• [Texte source]:
* * * *
Le personnage de Tsipora apparaît à trois moments dans la Torah : au moment de la rencontre amoureuse avec Moché, autour d’un puit ; au moment où ils sont en chemin et se trouvent devant l’auberge et où Moché risque de mourir, et au moment où Myriam questionne la séparation de Moché avec Tsipora, appelée ici, Icha kouchite.
Mais si Tsipora apparaît trois fois, rien dans le texte ne nous montre qui elle est. En effet, ce qui la définit c’est d’être la femme de Moché.
Le premier moment : Chemot, chap. 2, v. 15 à 22.
La rencontre entre Tsipora et Moché fait penser à celle de Rachel et Yaakov. Rachi dans ses commentaires va dans ce sens. Moché s’enfuit tout comme Yaakov. Il s’installe, vayechev (chapitre 2, verset 15) comme Yaakov. Ce terme est répété deux fois :
« Vayechev, beerets Midian, va yechev al habeer » ; « Il demeura dans le pays de Midyan, il demeura sur le puits ». (Chemot, 2, verset 15)
* * * *
• [Lignes fournies]:
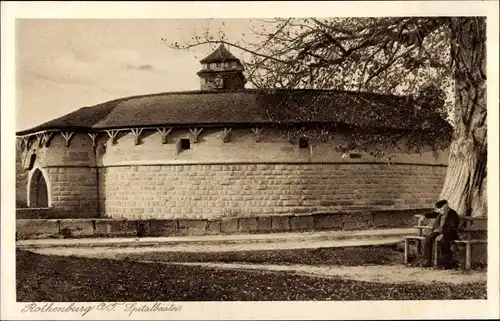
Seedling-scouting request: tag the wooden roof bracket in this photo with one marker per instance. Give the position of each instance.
(67, 137)
(137, 135)
(112, 134)
(164, 134)
(195, 133)
(93, 136)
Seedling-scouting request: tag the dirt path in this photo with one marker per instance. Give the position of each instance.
(373, 273)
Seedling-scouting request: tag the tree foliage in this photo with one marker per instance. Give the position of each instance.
(439, 62)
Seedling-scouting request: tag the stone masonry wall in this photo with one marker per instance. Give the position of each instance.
(211, 191)
(21, 181)
(74, 191)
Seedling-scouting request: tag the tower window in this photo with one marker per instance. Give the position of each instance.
(303, 142)
(185, 143)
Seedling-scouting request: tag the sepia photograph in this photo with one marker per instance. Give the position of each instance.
(311, 158)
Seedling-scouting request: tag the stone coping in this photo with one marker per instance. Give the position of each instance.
(107, 227)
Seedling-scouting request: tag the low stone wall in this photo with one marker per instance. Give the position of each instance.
(73, 228)
(44, 213)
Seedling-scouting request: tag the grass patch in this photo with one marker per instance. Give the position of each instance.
(66, 279)
(346, 256)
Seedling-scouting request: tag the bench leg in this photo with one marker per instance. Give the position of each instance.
(436, 252)
(468, 259)
(407, 250)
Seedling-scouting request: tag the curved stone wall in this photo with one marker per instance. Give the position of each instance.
(209, 191)
(239, 176)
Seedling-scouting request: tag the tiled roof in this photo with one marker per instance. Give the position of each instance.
(221, 54)
(248, 107)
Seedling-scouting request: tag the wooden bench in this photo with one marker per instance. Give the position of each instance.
(467, 228)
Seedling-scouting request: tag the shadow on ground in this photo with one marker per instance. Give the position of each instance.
(67, 279)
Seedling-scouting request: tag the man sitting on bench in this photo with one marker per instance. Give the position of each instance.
(446, 224)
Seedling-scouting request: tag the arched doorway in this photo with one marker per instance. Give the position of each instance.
(39, 196)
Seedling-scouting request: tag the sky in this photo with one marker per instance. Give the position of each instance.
(66, 64)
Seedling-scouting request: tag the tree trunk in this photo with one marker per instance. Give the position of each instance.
(465, 182)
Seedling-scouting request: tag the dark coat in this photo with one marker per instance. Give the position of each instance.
(450, 224)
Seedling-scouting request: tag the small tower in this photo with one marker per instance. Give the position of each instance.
(221, 70)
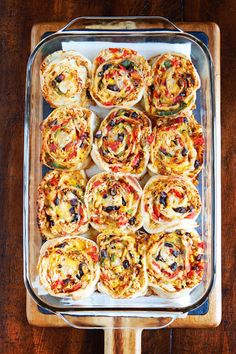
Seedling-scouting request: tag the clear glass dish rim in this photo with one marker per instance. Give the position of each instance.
(76, 32)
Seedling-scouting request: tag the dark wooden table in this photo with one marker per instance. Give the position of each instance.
(17, 18)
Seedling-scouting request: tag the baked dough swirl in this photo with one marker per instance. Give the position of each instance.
(174, 85)
(123, 265)
(61, 207)
(168, 202)
(65, 78)
(113, 201)
(174, 262)
(69, 267)
(119, 77)
(121, 143)
(67, 136)
(177, 147)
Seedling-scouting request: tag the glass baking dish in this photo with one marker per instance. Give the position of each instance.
(141, 34)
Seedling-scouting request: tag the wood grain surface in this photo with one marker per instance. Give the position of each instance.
(17, 18)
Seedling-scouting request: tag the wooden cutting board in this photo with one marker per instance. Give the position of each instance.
(213, 317)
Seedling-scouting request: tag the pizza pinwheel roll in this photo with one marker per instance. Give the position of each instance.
(67, 136)
(123, 265)
(168, 202)
(119, 77)
(177, 147)
(174, 85)
(121, 143)
(65, 77)
(174, 262)
(61, 207)
(68, 266)
(113, 201)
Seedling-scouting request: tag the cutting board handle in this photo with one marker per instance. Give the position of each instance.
(122, 341)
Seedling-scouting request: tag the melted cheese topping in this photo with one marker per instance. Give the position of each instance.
(174, 85)
(123, 265)
(166, 201)
(119, 77)
(69, 266)
(61, 208)
(113, 201)
(122, 142)
(65, 78)
(174, 262)
(177, 147)
(67, 136)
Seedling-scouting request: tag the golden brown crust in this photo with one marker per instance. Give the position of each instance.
(121, 143)
(174, 262)
(67, 136)
(65, 78)
(61, 207)
(113, 202)
(174, 85)
(68, 266)
(177, 147)
(123, 265)
(119, 77)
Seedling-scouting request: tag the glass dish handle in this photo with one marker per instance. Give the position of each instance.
(120, 19)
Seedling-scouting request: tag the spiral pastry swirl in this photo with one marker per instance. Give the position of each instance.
(65, 78)
(174, 85)
(123, 265)
(119, 77)
(61, 207)
(174, 262)
(121, 143)
(177, 147)
(169, 202)
(113, 201)
(69, 267)
(67, 136)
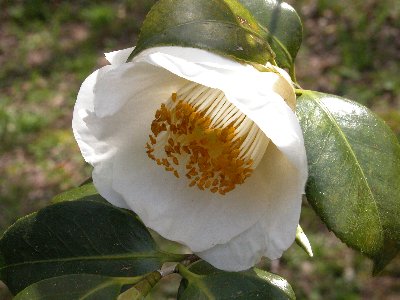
* * * *
• [Consignes]:
**a.** Recopiez, dans le texte sur Tsipora, le passage allant de « Mais si Tsipora » jusqu'à « (Chemot, 2, verset 15) ».
**b.** Reprenez uniquement les lignes fournies, de celle qui contient « Seedling-scouting request: tag the melted » jusqu'à la fin de ces lignes, demandes comprises. Multipliez chaque coordonnée des réponses par 1,9 et arrondissez à l'entier le plus proche, les demis vers le haut, en omettant les images.

• [Réponses aux consignes]:
**a.**
Mais si Tsipora apparaît trois fois, rien dans le texte ne nous montre qui elle est. En effet, ce qui la définit c’est d’être la femme de Moché.
Le premier moment : Chemot, chap. 2, v. 15 à 22.
La rencontre entre Tsipora et Moché fait penser à celle de Rachel et Yaakov. Rachi dans ses commentaires va dans ce sens. Moché s’enfuit tout comme Yaakov. Il s’installe, vayechev (chapitre 2, verset 15) comme Yaakov. Ce terme est répété deux fois :
« Vayechev, beerets Midian, va yechev al habeer » ; « Il demeura dans le pays de Midyan, il demeura sur le puits ». (Chemot, 2, verset 15)

**b.**
Seedling-scouting request: tag the melted cheese topping in this photo with one marker per instance. Give the position of each instance.
(331, 162)
(234, 504)
(315, 382)
(226, 146)
(131, 505)
(116, 395)
(215, 382)
(232, 270)
(124, 148)
(331, 498)
(336, 279)
(127, 258)
Seedling-scouting request: tag the golden brown crust in this photo with one marker per instance. Give the position of each instance.
(230, 272)
(331, 498)
(127, 258)
(124, 148)
(116, 393)
(215, 384)
(331, 162)
(129, 505)
(336, 279)
(234, 504)
(226, 146)
Seedling-scouting request: tag the glass dish handle in this photo with one marker per instance. Give the position of each instance.
(228, 36)
Seedling-scouting request: tag the spiral pastry swirl in this photo with one marker per instance. Give the position of each instance.
(124, 148)
(331, 162)
(234, 504)
(226, 146)
(116, 393)
(331, 498)
(230, 272)
(336, 279)
(321, 384)
(215, 382)
(131, 507)
(127, 258)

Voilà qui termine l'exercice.